DATASET RECORDS START
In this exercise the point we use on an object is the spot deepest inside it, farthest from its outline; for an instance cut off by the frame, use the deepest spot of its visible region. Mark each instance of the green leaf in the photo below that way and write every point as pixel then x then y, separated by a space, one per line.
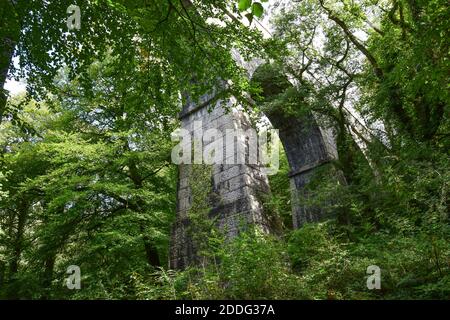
DATASET RECORDS END
DATASET RECORDS START
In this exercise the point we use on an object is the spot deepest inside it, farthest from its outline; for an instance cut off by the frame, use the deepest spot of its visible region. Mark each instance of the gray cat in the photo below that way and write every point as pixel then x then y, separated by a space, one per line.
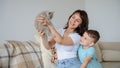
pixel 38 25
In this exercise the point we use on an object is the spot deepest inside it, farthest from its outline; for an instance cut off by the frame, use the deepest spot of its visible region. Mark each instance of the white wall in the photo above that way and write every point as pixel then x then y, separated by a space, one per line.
DATASET RECORDS END
DATASET RECORDS START
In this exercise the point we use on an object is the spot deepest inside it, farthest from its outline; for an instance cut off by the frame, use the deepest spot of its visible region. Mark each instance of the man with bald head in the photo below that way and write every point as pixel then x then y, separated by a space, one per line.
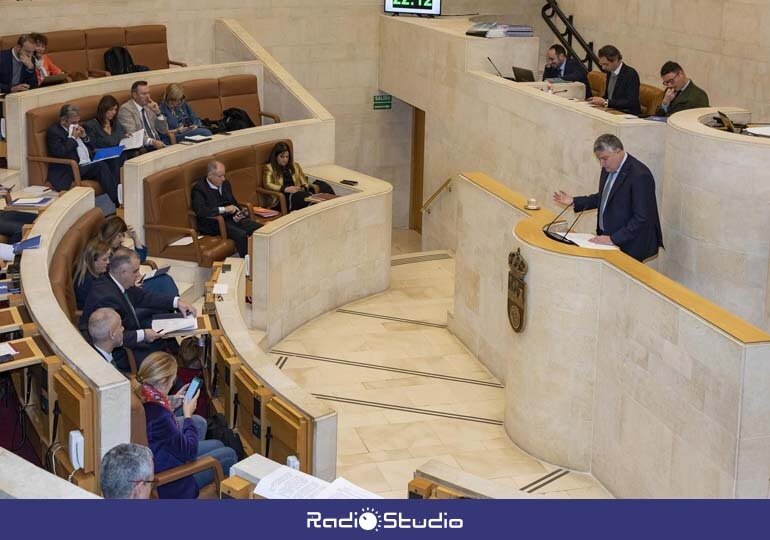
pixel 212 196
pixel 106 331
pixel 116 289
DATASET RECORDS END
The lines to set down run from the line with "of the gray" up to and including the line with "of the white" in the entries above. Reproduce them exactly, with no pictures.

In this exercise the point we use on an object is the spot deepest inside it, farthest from its outline; for an instance cut off by the frame, use the deepest spot of its visible region. Mark each instance of the gray cat in the photo below that way and write every point as pixel then x then y, separated by a space, one per line.
pixel 38 25
In this exercise the point we use on an object is the spot deepest inside it, farthest from its outline; for an instance cut off by the frame, use the deepest spot of its visible region. Mark each instance of the white wall in the photo above that way and write every point as pixel then x then y, separated by a space, one per line.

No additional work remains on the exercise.